- [Supplied entries]:
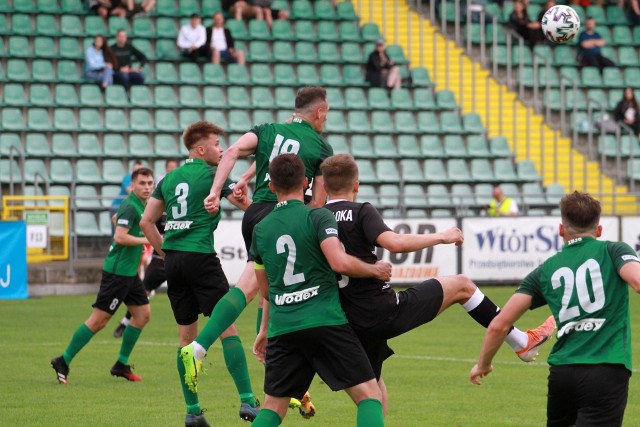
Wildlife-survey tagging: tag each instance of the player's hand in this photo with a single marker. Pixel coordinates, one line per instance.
(453, 235)
(260, 346)
(478, 372)
(212, 203)
(383, 271)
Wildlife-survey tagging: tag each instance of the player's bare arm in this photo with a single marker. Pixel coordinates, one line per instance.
(517, 305)
(630, 273)
(123, 238)
(400, 243)
(243, 147)
(343, 263)
(152, 213)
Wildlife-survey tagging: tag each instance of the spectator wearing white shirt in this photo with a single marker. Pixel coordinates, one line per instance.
(221, 43)
(192, 39)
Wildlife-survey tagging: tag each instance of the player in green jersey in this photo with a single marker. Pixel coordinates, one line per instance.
(300, 137)
(195, 278)
(296, 251)
(120, 283)
(585, 286)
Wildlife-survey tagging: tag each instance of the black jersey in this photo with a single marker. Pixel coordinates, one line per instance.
(365, 301)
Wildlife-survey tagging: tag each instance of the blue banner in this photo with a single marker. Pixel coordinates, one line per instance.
(13, 260)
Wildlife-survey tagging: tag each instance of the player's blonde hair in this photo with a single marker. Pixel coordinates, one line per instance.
(339, 172)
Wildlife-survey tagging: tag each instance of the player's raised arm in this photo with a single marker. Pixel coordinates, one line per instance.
(243, 147)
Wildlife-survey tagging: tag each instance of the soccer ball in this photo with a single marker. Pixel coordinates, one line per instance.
(560, 24)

- [Exercise description]:
Write out exactly the final stretch of the records: the line containing "Wildlife-survey tagging: tag each instance of the player in" and every line after it, through the last, and nothing else.

- [Solution for this problem]:
Wildlife-survey tagging: tag each instance of the player in green jersey in this photo with a single marker. Pixel coordinates, one line per instance.
(300, 137)
(195, 278)
(296, 251)
(120, 283)
(585, 286)
Wildlife-survey tagging: tag each instance of the black jersey in this photo with a single marker. Pixel coordinates, one line per instance.
(365, 301)
Wildlife-survey tagging: tag each instance of the blue banner in this photo with a single marker. Pixel coordinates, one line per instance.
(13, 260)
Wildlife-survey tagging: tag each instance of the player's blonde hair in this photo with a single marker. Pixel coordinates, one line per instance.
(339, 172)
Wildlife-survey tagging: tag each instance of the player's raised arm in this photo with a single marker. Pixel coordinates, one line per instance.
(243, 147)
Wildlife-survey tagging: tag each instance of the soccer ball in this photo with a single marker. Pixel coordinates, one line per instance.
(560, 24)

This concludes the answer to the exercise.